### Exercise instructions
Count the lines in the items below that contain the string "lamp", where case counts. Reply with the number alone.

---+---

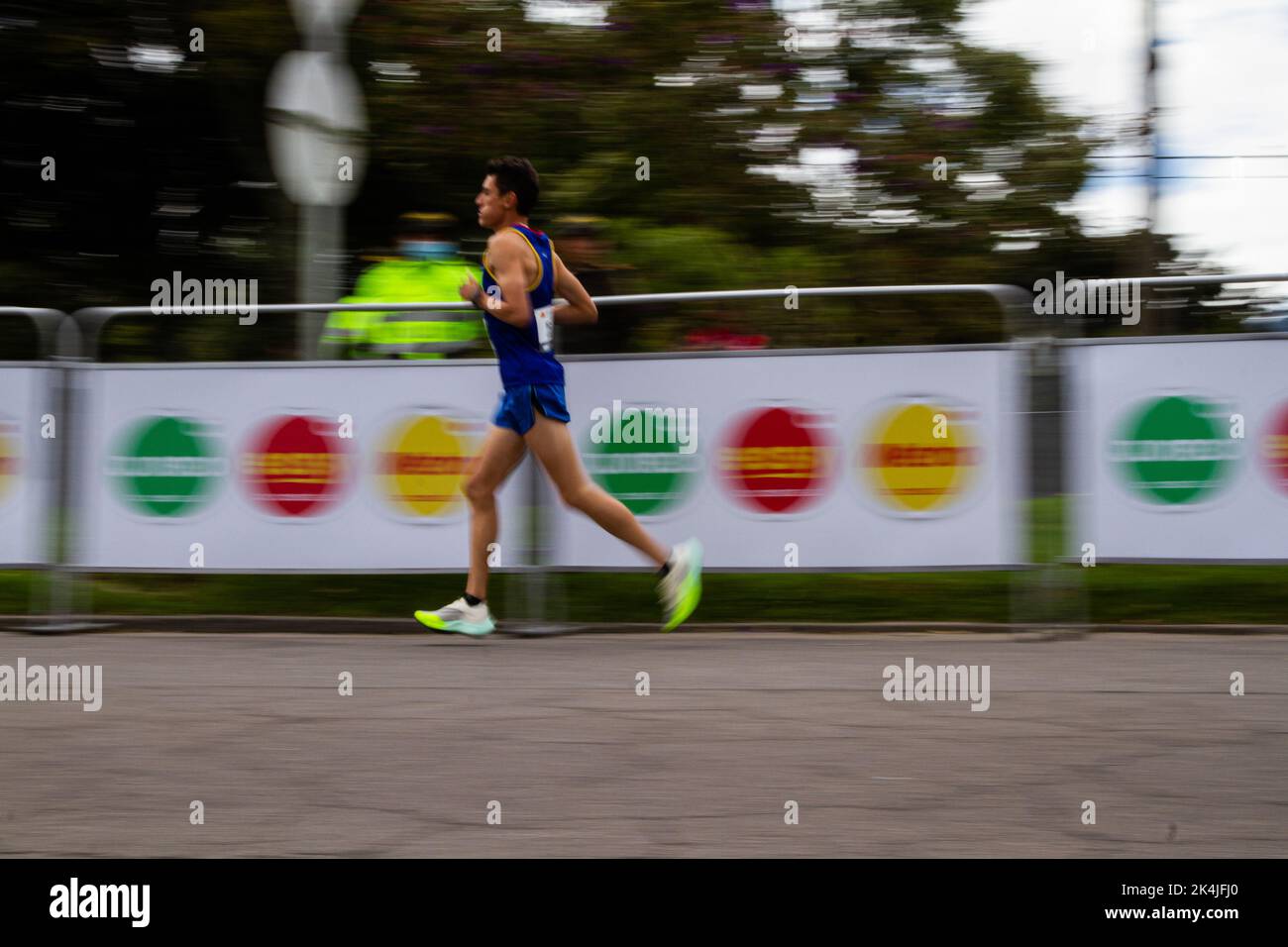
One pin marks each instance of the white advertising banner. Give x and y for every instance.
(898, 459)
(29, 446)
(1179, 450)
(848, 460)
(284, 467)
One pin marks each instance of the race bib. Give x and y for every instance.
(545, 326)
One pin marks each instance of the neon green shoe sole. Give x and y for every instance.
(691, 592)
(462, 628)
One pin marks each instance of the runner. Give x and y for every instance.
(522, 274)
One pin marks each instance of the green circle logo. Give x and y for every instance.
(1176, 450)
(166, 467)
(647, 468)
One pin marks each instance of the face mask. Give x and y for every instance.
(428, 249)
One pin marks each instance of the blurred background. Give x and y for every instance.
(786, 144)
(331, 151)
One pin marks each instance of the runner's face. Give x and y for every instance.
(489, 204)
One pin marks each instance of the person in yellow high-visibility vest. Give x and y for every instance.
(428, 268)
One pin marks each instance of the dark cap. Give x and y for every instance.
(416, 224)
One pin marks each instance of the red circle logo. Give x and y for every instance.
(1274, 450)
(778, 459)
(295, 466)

---+---

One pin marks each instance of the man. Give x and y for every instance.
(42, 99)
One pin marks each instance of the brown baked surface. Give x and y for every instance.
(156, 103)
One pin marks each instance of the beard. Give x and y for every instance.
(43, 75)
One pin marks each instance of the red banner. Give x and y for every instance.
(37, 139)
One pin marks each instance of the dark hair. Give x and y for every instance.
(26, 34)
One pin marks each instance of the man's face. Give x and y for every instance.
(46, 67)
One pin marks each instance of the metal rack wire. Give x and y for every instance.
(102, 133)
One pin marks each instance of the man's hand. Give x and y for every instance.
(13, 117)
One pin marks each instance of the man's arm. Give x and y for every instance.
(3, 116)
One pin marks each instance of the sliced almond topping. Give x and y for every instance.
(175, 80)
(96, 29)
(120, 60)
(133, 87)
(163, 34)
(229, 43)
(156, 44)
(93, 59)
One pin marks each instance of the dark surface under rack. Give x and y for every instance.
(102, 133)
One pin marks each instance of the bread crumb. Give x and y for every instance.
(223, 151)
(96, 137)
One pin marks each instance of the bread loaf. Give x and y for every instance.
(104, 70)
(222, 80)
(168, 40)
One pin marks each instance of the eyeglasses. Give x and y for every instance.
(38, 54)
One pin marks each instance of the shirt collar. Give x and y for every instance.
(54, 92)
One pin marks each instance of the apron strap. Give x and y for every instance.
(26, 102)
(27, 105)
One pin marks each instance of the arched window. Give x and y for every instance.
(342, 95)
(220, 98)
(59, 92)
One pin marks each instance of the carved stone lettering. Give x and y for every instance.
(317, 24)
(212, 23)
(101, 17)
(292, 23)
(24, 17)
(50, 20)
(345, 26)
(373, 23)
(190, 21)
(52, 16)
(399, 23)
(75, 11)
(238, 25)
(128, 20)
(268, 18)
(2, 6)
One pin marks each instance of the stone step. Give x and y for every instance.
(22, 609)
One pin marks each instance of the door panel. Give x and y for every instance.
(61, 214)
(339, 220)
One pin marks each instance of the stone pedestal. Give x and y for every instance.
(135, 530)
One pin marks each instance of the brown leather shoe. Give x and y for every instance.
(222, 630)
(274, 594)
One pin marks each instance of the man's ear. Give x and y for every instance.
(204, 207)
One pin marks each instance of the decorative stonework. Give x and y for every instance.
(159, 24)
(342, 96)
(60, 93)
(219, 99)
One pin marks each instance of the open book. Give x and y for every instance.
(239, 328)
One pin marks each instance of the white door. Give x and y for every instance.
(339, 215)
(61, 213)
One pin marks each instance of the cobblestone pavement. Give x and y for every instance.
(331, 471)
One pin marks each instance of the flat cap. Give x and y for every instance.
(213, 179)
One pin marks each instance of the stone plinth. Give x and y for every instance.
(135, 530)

---+---

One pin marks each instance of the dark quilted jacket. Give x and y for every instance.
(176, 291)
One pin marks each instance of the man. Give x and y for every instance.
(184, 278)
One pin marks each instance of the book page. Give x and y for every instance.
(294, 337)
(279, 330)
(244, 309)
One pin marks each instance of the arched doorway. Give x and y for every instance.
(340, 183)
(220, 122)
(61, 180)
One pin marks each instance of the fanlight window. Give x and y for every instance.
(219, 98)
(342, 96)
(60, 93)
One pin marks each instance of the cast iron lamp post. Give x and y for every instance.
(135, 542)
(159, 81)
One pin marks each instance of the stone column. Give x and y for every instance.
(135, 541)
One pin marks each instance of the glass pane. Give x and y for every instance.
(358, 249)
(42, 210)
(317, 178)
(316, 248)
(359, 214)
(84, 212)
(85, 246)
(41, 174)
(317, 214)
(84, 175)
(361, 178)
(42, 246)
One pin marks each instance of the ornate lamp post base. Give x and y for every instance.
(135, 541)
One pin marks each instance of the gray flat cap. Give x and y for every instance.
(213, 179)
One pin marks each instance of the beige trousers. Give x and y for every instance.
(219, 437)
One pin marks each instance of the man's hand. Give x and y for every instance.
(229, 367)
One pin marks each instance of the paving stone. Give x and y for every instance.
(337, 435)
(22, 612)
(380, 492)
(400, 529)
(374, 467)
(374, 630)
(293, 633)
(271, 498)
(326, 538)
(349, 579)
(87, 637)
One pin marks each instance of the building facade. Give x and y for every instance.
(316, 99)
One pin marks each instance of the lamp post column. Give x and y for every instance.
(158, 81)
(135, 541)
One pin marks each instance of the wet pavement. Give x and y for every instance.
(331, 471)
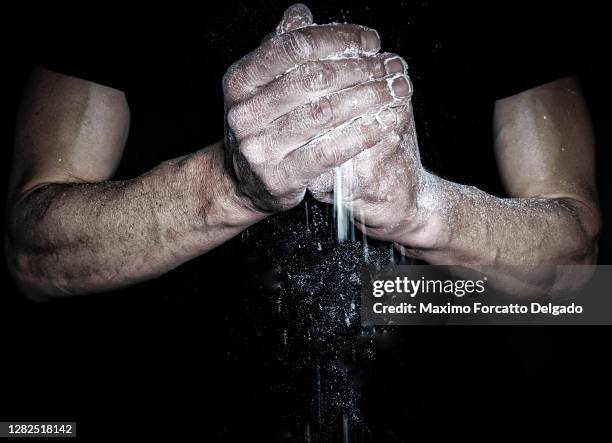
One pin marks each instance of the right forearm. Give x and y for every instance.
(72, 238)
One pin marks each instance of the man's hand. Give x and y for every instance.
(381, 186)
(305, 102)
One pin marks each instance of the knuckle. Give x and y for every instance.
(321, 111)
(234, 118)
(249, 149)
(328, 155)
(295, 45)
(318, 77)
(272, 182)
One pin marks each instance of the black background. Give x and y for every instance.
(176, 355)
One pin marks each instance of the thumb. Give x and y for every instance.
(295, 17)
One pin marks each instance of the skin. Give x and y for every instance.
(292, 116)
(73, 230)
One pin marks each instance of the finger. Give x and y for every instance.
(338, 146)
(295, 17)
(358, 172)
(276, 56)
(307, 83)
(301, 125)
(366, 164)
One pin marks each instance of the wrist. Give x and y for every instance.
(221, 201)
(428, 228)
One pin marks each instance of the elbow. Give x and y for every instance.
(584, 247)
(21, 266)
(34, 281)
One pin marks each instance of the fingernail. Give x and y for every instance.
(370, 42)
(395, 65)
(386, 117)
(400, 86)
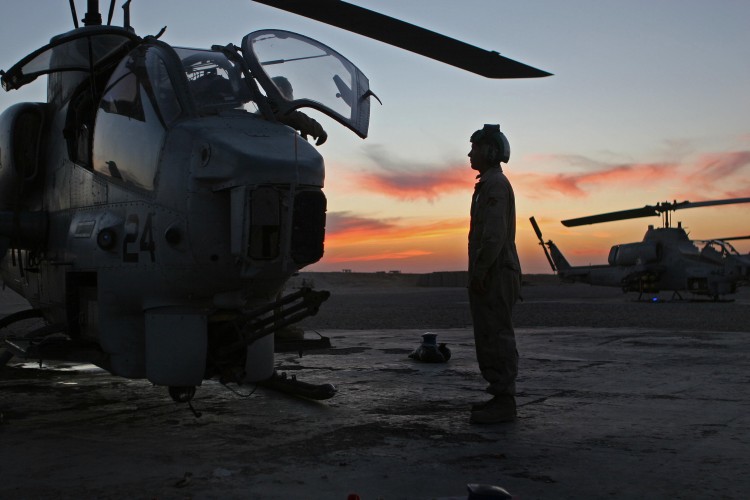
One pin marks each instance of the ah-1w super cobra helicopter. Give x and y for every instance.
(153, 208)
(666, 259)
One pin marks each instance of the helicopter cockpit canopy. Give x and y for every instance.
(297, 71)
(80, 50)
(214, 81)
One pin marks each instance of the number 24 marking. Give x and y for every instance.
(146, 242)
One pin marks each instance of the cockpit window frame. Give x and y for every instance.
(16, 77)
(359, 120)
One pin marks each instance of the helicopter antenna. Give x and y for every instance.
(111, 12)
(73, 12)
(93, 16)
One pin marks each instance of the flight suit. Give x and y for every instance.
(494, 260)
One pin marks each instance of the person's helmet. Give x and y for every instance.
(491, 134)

---+---

### Correct result
3